[TEXT SEGMENT]
========================================
In the book, I talk about the different loan products available. As a passive investor, being familiar with the different loan products and loan terms, and the way that they are underwritten from the lender perspective, it can be very helpful to get you comfortable with a deal or to show some risks of a deal and say, “You know what? Actually, based on these numbers and these calculations, this leverage for me is too high.” That can be a good way as a passive investor to vet a deal if that’s what they’re looking to dive into doing. I would say, definitely, there’s a lot for the passive investor to learn on the debt side.

 

Pancham Gupta

Yeah, sure. A lot of my listeners, they are engineers by background. They like to dive into numbers. Sometimes it’s way too much. I guess, for them, these books would definitely be very helpful. So, do you also provide, as part of this, a worksheet, or a spreadsheet, or an example that they can walk through?

 

Rob Beardsley

Yeah, but that goes back to my first book, the first book about underwriting. We also make our underwriting model available for free download on our website. So, the best way to go about it is to have a copy of the model and then a copy of the first book, The Definitive Guide to Underwriting Multifamily Acquisitions. Put those two together, and you can work through any deal you’d like.

 

Then we also make all the models for the deals that we’re acquiring available as well to our potential investors and our existing investors. So, anyone who comes to us and wants to learn more about a potential deal that we’re acquiring and want to partner with us, we provide them our base model for them to examine, manipulate, so that they can learn more about it.

 

Pancham Gupta

Okay. Great. The model that you use for actual deals is the same spreadsheet template that you actually give out as part of the book?

 

Rob Beardsley

That’s right.

 

Pancham Gupta

That’s pretty awesome, right? Someone can learn all about it using your book, and then look at your deals using that, and ask you all the questions that you have put together in the book that they should have asked all the operators. That’s pretty awesome. How can they get this book, Rob, if they want to get it?
========================================
[THINGS TO DO]
1. Translate this sentence from the interview excerpt into Spanish: "We also make our underwriting model available for free download on our website."
2. Answer these questions from the interview excerpt:
(a) What background do many of Pancham Gupta's listeners have?
(b) What is the title of the first book about underwriting?
(c) Is the model used for actual deals the same spreadsheet template given out with the book?
3. Retype the part of the interview excerpt starting with "Yeah, sure. A" and going on through "can walk through?".
These records come from a separate source.

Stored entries
========================================
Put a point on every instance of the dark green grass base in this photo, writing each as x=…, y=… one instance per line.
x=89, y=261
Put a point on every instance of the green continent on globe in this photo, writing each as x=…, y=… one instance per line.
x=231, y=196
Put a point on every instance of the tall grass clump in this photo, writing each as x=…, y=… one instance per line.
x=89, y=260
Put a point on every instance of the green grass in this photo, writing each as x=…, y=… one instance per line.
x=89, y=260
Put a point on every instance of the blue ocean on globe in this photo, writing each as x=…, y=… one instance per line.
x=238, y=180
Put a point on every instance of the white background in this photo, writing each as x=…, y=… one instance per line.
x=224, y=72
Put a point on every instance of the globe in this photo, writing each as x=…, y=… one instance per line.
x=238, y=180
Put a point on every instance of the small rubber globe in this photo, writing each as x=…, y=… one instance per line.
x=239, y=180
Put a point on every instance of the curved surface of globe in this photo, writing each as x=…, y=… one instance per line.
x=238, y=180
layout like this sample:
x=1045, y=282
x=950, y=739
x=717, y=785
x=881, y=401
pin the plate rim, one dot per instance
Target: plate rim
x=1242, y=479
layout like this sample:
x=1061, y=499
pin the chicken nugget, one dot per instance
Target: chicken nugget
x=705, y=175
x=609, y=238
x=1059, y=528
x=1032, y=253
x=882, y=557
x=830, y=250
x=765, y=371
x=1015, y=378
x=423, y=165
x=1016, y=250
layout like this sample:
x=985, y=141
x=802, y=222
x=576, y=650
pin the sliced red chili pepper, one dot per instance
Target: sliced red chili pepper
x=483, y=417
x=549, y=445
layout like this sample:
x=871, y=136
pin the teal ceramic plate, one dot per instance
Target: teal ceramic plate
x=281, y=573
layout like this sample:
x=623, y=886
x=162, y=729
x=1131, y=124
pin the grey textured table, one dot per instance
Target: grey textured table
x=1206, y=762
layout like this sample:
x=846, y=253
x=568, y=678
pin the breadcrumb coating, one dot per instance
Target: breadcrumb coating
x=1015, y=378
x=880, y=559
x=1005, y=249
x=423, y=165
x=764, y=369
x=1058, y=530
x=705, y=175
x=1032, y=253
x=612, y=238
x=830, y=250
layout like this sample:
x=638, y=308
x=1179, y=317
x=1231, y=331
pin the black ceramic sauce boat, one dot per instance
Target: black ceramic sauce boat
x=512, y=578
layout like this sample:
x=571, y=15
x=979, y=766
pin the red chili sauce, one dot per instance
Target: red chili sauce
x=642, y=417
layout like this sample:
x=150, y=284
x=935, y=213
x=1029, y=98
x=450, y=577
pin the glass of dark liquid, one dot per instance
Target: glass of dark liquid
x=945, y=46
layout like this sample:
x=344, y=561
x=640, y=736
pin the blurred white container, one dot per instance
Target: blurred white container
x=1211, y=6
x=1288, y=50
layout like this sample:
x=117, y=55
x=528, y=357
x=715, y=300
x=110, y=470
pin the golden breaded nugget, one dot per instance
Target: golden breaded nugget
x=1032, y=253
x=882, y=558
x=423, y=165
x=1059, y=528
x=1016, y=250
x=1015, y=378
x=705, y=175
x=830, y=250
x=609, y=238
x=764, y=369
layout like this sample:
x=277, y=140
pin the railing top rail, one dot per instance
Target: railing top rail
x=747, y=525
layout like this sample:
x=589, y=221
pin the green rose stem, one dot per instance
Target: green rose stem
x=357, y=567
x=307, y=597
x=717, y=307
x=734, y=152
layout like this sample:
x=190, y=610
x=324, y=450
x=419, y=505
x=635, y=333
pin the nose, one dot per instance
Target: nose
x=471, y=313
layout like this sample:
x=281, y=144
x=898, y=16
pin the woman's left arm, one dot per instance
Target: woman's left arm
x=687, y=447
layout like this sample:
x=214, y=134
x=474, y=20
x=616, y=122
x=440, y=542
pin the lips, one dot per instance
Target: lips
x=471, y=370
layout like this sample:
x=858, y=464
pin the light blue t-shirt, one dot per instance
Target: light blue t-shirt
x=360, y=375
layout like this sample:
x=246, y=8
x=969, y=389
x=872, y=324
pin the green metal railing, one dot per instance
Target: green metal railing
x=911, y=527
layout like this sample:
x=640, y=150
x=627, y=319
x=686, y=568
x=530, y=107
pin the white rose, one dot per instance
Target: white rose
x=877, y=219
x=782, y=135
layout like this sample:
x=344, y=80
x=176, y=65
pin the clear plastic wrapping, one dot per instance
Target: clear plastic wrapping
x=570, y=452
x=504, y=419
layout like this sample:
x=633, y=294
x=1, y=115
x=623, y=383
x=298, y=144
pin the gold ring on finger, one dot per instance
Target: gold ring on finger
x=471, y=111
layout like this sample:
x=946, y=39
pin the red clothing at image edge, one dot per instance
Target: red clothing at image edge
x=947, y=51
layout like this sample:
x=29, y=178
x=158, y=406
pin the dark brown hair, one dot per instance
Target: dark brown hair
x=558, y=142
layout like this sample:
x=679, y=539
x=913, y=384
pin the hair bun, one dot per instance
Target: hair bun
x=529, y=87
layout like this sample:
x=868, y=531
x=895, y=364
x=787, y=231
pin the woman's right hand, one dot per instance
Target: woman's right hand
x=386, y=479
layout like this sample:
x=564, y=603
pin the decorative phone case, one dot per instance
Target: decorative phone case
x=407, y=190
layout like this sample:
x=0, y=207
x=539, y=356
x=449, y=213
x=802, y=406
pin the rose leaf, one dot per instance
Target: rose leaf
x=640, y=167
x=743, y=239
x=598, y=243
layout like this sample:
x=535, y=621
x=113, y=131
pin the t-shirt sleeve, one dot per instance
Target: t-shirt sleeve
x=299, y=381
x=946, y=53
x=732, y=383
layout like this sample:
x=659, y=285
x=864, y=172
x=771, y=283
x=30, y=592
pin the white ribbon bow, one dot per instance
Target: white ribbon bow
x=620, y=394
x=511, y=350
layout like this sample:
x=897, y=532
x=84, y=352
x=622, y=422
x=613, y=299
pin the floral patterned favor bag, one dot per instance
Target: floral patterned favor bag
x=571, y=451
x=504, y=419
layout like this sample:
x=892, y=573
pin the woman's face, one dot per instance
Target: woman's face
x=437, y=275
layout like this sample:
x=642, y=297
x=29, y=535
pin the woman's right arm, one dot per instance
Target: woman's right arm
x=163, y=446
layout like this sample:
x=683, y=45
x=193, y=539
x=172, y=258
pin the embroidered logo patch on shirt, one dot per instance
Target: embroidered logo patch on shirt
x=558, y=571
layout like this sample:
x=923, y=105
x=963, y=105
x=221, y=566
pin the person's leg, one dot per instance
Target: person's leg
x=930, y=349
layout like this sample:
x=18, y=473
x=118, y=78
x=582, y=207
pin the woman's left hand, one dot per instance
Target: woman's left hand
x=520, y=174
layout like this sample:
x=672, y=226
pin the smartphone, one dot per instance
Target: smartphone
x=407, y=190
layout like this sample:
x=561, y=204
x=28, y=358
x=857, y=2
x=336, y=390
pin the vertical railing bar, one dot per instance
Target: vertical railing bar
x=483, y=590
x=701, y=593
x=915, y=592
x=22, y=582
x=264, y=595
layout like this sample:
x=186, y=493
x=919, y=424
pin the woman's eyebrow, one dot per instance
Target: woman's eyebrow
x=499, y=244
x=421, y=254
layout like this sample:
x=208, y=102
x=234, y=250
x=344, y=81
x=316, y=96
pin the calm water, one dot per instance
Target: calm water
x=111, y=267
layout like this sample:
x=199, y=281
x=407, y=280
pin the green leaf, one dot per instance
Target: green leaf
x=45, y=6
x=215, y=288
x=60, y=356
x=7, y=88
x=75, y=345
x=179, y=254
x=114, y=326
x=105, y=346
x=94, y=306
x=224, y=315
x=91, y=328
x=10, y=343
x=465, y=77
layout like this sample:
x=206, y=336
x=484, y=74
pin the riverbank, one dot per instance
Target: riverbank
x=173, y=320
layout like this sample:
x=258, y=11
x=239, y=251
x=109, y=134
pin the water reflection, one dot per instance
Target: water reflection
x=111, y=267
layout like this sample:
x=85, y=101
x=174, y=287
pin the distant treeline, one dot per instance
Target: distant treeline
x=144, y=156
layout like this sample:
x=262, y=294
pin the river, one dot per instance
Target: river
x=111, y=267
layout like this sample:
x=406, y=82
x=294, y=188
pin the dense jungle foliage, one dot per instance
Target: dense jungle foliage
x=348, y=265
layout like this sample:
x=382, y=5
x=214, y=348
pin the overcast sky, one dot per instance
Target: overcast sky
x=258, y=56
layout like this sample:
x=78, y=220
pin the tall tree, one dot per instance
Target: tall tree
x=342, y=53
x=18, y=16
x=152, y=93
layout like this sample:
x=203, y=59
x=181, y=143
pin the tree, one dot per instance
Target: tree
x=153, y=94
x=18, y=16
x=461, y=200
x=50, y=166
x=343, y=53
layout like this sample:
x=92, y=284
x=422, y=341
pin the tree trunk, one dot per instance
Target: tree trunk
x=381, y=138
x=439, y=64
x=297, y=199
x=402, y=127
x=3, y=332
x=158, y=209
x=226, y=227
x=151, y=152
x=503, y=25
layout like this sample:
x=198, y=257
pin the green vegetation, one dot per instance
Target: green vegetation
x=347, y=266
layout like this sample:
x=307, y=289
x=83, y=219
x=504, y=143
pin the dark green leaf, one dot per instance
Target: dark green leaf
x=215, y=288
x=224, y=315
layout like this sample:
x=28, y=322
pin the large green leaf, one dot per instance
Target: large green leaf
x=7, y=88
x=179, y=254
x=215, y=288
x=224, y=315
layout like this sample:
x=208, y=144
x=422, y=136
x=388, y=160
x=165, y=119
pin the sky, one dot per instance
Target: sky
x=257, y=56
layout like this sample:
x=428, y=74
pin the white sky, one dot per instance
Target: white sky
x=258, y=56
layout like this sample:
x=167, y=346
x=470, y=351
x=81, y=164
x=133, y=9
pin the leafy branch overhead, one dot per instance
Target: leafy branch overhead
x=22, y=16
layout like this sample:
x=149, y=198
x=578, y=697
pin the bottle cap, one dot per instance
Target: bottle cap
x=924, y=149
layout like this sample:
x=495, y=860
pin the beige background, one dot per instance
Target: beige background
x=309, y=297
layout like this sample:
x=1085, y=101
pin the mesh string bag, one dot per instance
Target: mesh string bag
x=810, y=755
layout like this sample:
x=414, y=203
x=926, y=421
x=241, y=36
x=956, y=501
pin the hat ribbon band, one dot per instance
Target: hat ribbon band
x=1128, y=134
========================================
[TASK RESPONSES]
1. También ofrecemos nuestro modelo de suscripción para su descarga gratuita en nuestro sitio web.

2.
(a) They are engineers.
(b) The Definitive Guide to Underwriting Multifamily Acquisitions
(c) Yes.

3.
Yeah, sure. A lot of my listeners, they are engineers by background. They like to dive into numbers. Sometimes it’s way too much. I guess, for them, these books would definitely be very helpful. So, do you also provide, as part of this, a worksheet, or a spreadsheet, or an example that they can walk through?